[Start of Records for this exercise]
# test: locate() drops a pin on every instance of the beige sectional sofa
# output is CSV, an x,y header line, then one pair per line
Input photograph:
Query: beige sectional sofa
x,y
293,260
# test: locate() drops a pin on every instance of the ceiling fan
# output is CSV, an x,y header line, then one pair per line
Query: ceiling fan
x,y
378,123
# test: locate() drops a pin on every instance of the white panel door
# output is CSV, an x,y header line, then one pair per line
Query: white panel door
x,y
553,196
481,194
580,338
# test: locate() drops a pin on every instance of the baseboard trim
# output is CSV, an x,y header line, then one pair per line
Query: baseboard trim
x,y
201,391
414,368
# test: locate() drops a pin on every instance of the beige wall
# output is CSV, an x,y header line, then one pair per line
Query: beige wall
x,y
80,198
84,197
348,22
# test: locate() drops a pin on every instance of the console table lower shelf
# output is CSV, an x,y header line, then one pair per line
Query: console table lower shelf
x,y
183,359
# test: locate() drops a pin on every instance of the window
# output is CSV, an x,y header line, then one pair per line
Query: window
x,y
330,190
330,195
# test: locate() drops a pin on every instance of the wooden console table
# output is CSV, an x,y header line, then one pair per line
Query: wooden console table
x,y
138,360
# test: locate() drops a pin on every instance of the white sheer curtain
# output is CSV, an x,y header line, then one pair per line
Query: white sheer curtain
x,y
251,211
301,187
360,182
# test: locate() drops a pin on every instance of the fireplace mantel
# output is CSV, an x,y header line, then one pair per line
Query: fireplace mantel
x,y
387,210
[End of Records for this exercise]
* [The problem]: Put the lines above into a numbered list, leaving out any blank lines.

* [Solution for this problem]:
1. # test: locate() drops a pin on every instance of the beige sectional sofa
2. # output is CSV, an x,y header line, then one pair per line
3. Input photograph:
4. Query: beige sectional sofa
5. x,y
6. 293,260
7. # test: locate() drops a pin on every instance of the ceiling fan
8. # output is CSV, an x,y header line, then one pair per line
9. Query: ceiling fan
10. x,y
11. 378,123
12. # test: locate() drops a pin on every instance of the white panel door
13. # output is CSV, an x,y header line, then one pair per line
14. Query: white panel door
15. x,y
16. 553,196
17. 481,194
18. 580,338
19. # test: locate() drops a pin on every instance of the baseboard trim
20. # output is CSV, an x,y header line, then one pair per line
21. Query: baseboard trim
22. x,y
23. 201,391
24. 414,368
25. # test: locate() drops a pin on every instance of the beige wall
26. # output is CSV, an x,y header line, then one pair per line
27. Query: beige wall
28. x,y
29. 80,198
30. 84,197
31. 348,22
32. # test: locate() drops a pin on every instance of the console table lower shelf
33. # output is CSV, an x,y header line, then one pair per line
34. Query: console table lower shelf
35. x,y
36. 183,359
37. # test: locate() drops a pin on every instance of the window
38. # output is CSV, an x,y header line, then one pair per line
39. Query: window
40. x,y
41. 330,190
42. 330,195
43. # test: locate() drops a pin on every instance of the wooden console table
44. # output is CSV, an x,y header line, then one pair per line
45. Query: wooden console table
46. x,y
47. 138,360
48. # test: locate() drops a pin on every instance of the white sheer curtain
49. # output is CSV, an x,y header line, then one pair per line
50. Query: white sheer curtain
51. x,y
52. 251,211
53. 301,187
54. 360,182
55. # test: locate() drops a pin on every instance of the fireplace mantel
56. # output is CSV, an x,y header line, then one pair per line
57. Query: fireplace mantel
58. x,y
59. 387,210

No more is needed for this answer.